- [Text]
Content starts

Third assumption: No other component attempts P2P DMA outside of NCCL. The fix addresses NCCL specifically, but other CUDA libraries (like cuBLAS, cuDNN, or custom kernels) might also attempt P2P transfers. The assistant's earlier P2P test showed that even basic torch.Tensor.to() between devices produces corruption — this means any framework operation that moves data between GPUs is potentially affected. The fix assumes that SGLang's distributed operations go through NCCL, which is true for collective communication but may not cover all data movement paths.

Fourth assumption: The service file edit is sufficient for production deployment. Systemd service files have specific syntax requirements — multiple Environment= directives are allowed and accumulate, but the assistant needs to ensure the new variables don't conflict with existing ones. The message shows the current file content, which already has CUDA_HOME and PATH set, confirming the pattern is established.

The Broader Context: PCIe GPUs Under IOMMU

This issue highlights a fundamental tension in modern GPU computing: the conflict between confidential computing security guarantees and high-performance GPU-to-GPU communication. SEV-SNP encrypts VM memory and enforces strict IOMMU translation to prevent malicious hypervisors from accessing guest data. But GPU P2P DMA bypasses the CPU entirely — GPUs communicate directly over the PCIe bus using physical addresses that the IOMMU cannot translate without significant performance overhead.

NVIDIA's solution to this is the NCCL_P2P_DISABLE flag, which essentially says "use the CPU as a intermediary for all inter-GPU communication." This is reliable but slow. For Blackwell GPUs connected via PCIe Gen5 x16, the theoretical P2P bandwidth is approximately 128 GB/s per direction. With SHM fallback, the effective bandwidth drops to the PCIe-to-system-memory path, which is typically 50-60 GB/s and competes with CPU memory traffic.

Content ends

- [Dataset]
Content starts

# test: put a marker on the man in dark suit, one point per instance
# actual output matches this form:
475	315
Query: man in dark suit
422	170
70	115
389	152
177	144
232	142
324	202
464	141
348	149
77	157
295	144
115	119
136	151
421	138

Content ends

- [Your tasks]
(a) Repeat the stretch of the GPU passage from "Fourth assumption: The" through "pattern is established." word for word.
(b) For each statement, say yes or no to whether the GPU passage agrees with it, quoting the words from the passage that decide it. (i) The current service file already sets CUDA_HOME and PATH. (ii) Systemd permits only one Environment= directive per service file. (iii) With SHM fallback, the effective bandwidth is typically 50-60 GB/s.
None of the data is needed here.

- [Per-task outputs]
(a)
Fourth assumption: The service file edit is sufficient for production deployment. Systemd service files have specific syntax requirements — multiple Environment= directives are allowed and accumulate, but the assistant needs to ensure the new variables don't conflict with existing ones. The message shows the current file content, which already has CUDA_HOME and PATH set, confirming the pattern is established.

(b)
(i) Yes: "which already has CUDA_HOME and PATH set"
(ii) No: "multiple Environment= directives are allowed and accumulate"
(iii) Yes: "which is typically 50-60 GB/s and competes with CPU memory traffic"